» **Problem**: Everything from the line that contains "written like (26,165)." through the final line of the records should be written out exactly, and nothing outside that span.

* * * * * * *

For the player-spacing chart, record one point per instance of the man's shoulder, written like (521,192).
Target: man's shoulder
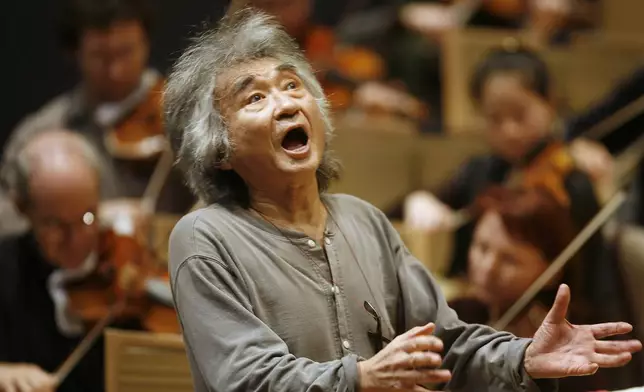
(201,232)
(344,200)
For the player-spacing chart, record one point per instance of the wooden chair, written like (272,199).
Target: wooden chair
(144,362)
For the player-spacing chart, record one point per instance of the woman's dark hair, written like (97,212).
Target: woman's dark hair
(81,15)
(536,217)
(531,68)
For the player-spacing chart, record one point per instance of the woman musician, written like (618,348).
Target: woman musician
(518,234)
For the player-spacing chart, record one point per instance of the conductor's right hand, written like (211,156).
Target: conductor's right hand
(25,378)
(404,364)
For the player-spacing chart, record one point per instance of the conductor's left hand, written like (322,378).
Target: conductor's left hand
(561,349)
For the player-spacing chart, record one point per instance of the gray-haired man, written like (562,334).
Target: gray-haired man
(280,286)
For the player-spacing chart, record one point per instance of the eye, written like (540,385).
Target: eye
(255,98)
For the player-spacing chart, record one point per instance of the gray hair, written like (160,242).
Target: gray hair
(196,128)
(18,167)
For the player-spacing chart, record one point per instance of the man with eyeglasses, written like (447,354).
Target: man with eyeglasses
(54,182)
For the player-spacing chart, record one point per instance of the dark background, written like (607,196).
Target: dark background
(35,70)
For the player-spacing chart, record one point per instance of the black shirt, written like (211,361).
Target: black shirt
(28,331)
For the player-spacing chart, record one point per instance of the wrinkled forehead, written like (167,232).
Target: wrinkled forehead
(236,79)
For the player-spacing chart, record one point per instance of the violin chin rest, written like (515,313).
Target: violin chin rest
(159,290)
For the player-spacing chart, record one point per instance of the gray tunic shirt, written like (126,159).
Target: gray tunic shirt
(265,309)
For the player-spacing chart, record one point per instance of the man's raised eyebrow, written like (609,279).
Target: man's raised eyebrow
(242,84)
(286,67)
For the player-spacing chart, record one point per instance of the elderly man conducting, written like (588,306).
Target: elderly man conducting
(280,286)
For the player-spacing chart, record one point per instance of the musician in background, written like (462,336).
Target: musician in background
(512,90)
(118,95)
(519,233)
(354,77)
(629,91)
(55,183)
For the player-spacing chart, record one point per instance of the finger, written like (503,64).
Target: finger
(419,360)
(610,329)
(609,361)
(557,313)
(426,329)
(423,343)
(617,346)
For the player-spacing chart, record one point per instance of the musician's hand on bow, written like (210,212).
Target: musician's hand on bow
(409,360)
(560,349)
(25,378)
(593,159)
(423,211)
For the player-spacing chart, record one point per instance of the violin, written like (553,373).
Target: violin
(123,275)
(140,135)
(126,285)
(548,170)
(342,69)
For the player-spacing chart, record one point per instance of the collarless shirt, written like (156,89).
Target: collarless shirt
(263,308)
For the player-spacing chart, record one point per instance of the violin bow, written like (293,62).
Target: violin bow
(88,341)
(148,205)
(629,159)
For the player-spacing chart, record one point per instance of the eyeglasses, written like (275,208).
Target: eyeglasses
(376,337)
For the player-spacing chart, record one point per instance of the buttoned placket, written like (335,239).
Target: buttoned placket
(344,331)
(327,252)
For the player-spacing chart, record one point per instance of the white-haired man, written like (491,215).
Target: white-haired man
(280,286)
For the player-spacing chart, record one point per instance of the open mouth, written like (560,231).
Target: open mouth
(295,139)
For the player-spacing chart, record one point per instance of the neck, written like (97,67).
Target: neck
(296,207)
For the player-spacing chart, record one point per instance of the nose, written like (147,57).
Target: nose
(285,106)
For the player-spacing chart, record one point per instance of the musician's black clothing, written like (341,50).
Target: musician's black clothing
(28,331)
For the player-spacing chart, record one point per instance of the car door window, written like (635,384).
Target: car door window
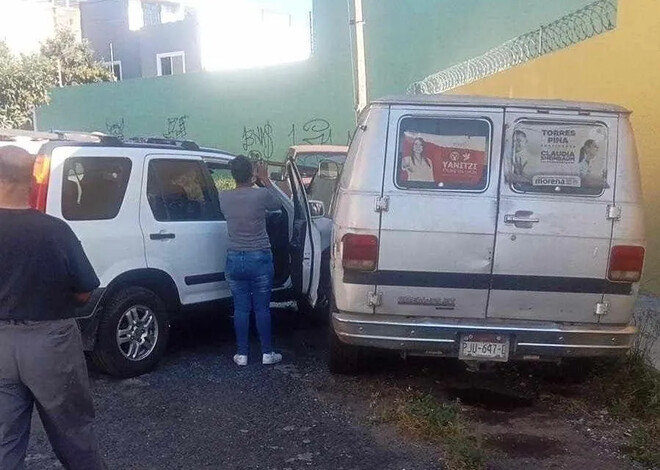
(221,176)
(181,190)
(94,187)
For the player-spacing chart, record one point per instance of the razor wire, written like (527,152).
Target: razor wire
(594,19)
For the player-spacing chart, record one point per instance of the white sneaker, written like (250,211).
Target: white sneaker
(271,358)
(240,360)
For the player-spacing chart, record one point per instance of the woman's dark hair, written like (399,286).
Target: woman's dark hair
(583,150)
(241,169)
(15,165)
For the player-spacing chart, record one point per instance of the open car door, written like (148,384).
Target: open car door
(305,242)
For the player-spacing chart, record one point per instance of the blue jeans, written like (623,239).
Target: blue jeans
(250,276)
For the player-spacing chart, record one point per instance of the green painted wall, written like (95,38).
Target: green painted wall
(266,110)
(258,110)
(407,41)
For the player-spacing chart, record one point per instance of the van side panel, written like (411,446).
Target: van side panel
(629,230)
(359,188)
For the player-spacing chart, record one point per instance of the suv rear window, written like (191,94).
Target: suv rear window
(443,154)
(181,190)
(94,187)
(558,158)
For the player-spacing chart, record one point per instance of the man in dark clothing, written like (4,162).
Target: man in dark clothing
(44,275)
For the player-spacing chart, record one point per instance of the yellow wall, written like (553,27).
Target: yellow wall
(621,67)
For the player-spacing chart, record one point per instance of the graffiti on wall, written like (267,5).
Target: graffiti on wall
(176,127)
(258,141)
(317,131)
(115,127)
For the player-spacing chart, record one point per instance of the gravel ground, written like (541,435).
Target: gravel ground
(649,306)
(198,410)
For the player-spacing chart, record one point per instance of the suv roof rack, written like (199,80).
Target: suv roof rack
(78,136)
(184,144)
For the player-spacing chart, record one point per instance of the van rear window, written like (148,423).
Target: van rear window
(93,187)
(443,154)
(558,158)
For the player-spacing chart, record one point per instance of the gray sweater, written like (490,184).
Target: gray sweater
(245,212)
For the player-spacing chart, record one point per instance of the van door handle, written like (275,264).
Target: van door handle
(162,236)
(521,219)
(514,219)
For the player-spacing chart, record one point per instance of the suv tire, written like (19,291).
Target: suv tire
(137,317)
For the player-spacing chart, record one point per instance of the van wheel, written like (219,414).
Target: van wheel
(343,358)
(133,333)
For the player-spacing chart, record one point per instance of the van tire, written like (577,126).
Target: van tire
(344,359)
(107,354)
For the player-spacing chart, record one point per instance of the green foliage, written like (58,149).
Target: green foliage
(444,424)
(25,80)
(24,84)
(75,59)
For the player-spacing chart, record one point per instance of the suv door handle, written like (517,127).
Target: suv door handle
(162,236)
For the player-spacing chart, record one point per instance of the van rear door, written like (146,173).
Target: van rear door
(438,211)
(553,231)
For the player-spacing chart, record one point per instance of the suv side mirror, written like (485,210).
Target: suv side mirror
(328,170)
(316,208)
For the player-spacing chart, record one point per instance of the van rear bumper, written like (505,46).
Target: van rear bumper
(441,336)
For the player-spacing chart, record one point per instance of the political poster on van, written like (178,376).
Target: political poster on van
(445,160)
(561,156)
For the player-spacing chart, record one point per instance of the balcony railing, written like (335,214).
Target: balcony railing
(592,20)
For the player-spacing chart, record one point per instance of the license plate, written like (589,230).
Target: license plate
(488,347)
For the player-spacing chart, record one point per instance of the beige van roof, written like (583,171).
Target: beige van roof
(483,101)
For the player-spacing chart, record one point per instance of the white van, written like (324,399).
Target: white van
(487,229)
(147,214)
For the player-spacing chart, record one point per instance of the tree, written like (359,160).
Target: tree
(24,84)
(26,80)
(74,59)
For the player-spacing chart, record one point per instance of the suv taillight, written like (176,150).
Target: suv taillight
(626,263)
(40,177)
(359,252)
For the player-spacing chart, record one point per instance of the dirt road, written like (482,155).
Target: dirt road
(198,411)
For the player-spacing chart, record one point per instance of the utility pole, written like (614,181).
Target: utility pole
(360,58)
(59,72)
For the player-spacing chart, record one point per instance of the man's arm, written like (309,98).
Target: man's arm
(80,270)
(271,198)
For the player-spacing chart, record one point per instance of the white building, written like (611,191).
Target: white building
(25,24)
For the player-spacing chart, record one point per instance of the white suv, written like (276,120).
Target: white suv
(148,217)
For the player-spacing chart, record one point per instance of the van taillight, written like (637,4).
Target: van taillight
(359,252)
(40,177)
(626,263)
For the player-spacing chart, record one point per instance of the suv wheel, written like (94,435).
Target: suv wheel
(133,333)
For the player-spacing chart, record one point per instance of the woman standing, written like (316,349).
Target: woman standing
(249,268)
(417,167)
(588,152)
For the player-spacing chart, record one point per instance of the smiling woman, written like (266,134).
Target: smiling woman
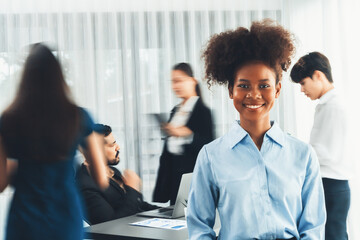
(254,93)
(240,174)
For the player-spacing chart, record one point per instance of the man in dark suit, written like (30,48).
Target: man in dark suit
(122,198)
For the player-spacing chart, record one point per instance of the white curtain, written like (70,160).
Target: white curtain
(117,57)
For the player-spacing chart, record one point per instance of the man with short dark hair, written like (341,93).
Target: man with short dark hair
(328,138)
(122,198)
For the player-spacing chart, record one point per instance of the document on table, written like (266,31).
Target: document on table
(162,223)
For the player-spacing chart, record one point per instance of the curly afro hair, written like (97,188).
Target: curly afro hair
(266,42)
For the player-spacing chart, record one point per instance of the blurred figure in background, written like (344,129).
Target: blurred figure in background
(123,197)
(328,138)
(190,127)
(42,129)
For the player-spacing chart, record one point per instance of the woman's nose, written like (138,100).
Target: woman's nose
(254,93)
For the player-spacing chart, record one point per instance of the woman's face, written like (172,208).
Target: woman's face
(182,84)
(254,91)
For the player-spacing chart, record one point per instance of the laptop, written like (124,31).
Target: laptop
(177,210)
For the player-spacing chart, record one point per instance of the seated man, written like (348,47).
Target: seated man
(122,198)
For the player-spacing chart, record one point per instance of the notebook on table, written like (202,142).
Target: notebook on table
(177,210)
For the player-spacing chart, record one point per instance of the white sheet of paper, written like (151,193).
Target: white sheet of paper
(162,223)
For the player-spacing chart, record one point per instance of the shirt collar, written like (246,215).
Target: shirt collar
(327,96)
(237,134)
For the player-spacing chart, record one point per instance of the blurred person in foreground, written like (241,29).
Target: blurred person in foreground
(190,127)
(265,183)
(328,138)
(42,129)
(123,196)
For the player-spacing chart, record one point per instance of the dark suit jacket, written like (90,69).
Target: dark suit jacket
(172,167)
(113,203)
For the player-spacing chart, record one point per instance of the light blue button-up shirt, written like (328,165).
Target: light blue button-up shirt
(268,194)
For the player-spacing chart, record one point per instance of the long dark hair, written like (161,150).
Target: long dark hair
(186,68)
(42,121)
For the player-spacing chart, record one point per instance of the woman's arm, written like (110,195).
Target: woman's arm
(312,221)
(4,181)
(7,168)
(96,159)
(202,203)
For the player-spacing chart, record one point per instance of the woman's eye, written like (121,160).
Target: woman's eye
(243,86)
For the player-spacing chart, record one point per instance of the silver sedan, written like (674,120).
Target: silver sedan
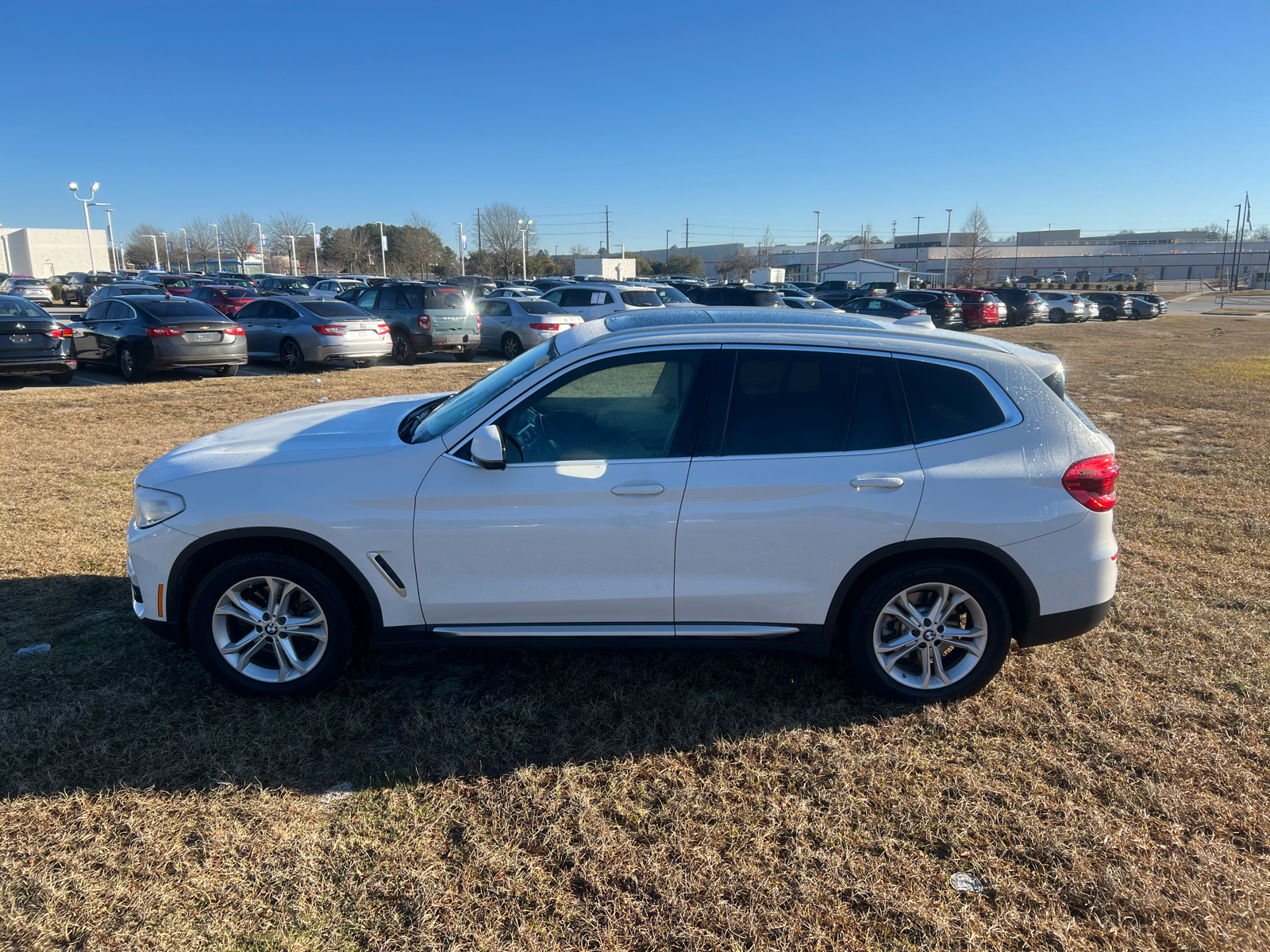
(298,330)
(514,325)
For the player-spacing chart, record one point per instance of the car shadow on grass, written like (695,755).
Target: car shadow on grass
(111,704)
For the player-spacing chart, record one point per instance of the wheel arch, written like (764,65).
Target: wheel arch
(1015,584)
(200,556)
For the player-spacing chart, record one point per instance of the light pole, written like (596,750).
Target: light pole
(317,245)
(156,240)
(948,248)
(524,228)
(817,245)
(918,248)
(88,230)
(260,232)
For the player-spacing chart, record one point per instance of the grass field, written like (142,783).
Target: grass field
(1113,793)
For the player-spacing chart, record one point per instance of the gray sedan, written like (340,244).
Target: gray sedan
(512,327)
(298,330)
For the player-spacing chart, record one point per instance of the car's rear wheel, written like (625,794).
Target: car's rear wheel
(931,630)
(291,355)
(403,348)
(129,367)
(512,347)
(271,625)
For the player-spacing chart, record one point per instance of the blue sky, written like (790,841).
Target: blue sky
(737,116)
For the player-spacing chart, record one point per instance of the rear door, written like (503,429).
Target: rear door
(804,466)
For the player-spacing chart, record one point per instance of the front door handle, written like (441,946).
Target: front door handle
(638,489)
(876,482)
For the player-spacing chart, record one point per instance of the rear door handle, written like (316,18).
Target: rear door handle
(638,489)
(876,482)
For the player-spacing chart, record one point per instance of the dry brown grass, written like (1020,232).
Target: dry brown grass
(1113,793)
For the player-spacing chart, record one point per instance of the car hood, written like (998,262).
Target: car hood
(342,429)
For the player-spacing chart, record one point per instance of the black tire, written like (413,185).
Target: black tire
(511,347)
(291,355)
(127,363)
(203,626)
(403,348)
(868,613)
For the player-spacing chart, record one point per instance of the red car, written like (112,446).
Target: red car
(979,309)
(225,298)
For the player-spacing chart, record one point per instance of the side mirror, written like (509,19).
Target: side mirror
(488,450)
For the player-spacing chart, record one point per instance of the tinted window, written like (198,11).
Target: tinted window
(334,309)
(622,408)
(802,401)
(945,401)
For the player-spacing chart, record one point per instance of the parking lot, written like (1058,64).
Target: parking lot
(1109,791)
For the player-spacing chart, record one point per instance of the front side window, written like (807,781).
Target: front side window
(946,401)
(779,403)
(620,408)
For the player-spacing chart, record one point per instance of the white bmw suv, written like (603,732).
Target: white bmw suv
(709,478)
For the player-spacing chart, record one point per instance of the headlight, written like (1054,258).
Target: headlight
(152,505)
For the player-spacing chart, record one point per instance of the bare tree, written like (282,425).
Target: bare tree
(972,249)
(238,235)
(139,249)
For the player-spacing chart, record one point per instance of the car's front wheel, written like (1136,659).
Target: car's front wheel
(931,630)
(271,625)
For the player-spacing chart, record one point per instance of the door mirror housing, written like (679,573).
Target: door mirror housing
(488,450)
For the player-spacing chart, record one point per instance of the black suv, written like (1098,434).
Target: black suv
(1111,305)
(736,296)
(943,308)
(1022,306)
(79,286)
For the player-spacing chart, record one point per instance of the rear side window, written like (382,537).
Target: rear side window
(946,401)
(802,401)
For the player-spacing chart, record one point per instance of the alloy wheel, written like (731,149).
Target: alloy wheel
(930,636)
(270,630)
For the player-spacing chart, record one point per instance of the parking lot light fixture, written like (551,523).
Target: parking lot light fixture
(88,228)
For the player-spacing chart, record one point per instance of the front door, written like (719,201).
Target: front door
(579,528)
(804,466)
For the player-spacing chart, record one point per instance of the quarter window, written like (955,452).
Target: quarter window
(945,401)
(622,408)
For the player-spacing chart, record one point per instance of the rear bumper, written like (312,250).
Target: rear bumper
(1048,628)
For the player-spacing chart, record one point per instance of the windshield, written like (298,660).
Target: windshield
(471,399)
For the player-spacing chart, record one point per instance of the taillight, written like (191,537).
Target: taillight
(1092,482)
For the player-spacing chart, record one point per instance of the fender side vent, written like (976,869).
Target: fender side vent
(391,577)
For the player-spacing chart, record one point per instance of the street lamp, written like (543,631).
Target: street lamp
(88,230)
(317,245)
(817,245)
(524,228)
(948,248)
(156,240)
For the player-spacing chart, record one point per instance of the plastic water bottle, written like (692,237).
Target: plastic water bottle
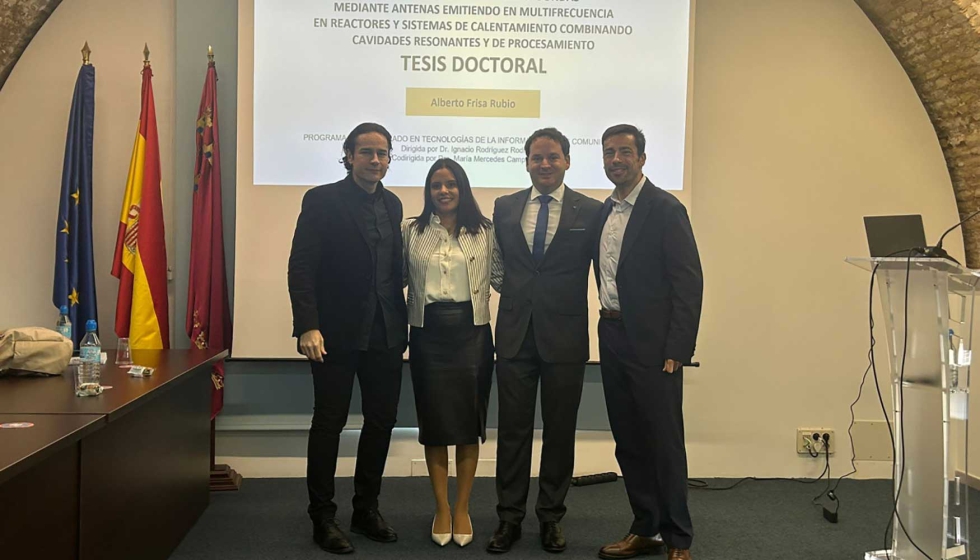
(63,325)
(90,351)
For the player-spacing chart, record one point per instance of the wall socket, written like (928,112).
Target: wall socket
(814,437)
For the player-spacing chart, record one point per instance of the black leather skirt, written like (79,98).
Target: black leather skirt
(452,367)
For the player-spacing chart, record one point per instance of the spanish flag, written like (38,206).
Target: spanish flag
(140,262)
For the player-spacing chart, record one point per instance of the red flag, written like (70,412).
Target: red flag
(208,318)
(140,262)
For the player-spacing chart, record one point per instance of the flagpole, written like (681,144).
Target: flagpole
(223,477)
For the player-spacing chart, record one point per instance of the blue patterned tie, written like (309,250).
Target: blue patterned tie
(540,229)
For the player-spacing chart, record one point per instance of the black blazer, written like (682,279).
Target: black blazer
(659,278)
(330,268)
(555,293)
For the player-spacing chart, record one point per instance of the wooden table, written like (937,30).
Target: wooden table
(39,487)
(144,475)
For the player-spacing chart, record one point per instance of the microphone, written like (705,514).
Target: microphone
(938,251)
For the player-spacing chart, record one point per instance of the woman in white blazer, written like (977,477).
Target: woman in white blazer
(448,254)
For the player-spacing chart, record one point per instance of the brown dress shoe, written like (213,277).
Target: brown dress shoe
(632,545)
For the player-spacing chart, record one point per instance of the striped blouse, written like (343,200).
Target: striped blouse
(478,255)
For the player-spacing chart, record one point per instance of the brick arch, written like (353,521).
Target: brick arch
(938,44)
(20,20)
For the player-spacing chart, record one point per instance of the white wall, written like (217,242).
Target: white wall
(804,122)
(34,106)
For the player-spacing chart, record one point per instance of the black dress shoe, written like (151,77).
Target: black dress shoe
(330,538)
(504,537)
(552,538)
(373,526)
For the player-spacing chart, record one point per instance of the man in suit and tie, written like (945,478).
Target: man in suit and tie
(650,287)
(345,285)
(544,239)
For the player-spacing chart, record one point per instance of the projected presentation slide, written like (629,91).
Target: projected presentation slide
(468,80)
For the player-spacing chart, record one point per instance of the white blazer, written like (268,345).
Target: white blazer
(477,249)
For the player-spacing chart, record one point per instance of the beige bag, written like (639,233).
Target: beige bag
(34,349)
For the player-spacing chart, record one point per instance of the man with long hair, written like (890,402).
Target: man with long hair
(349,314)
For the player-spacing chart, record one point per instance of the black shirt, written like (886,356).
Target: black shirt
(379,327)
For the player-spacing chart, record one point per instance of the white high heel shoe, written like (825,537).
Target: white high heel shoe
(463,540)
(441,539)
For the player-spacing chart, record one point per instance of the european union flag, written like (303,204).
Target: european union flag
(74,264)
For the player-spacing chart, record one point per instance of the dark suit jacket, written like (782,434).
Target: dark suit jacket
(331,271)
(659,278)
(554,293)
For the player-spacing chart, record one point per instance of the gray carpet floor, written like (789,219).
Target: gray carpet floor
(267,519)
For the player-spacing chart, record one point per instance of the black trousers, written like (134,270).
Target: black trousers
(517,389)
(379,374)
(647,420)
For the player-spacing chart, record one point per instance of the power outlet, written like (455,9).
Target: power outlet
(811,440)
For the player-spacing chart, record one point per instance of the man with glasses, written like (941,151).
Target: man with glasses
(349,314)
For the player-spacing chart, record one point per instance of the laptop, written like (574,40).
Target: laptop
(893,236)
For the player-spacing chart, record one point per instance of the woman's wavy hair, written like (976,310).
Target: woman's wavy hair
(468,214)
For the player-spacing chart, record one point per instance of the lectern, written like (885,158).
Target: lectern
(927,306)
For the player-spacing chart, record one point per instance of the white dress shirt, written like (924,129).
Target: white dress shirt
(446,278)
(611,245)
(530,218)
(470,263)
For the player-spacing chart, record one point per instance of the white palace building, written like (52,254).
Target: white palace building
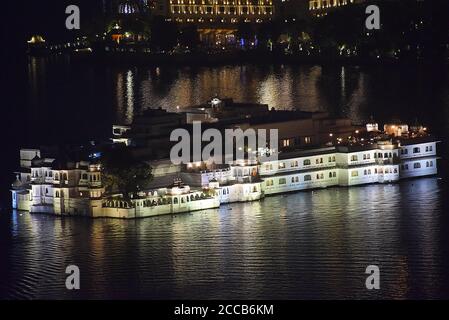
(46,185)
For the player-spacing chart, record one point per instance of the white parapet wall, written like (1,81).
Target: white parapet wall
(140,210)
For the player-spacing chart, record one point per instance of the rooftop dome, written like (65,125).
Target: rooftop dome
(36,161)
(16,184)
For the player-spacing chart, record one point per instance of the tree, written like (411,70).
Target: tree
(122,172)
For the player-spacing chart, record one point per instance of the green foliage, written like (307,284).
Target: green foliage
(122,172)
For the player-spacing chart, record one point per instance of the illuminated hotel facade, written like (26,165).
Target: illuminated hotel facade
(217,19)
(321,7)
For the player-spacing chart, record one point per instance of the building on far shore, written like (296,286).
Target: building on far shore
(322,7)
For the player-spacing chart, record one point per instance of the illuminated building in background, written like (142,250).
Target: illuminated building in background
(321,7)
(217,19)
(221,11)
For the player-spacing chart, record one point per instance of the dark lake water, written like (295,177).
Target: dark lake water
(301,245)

* * * * * * *

» **Written answer**:
For the player-spacing chart, record one point per instance of the illuminated hotel facade, written like (26,165).
Target: illuminated hotel facade
(217,19)
(321,7)
For the player-spacing chart, record one point per instance of the building on far shore, written like (296,286).
Target: building on far shore
(322,7)
For the player-spacing chart, record one point per instance of the illuminated building in background, written like (142,250).
Target: illuminated building in background
(321,7)
(217,19)
(221,11)
For the player-spacing chart, record one point per instance of the dark lake water, written like (295,177).
Target: dark lake water
(301,245)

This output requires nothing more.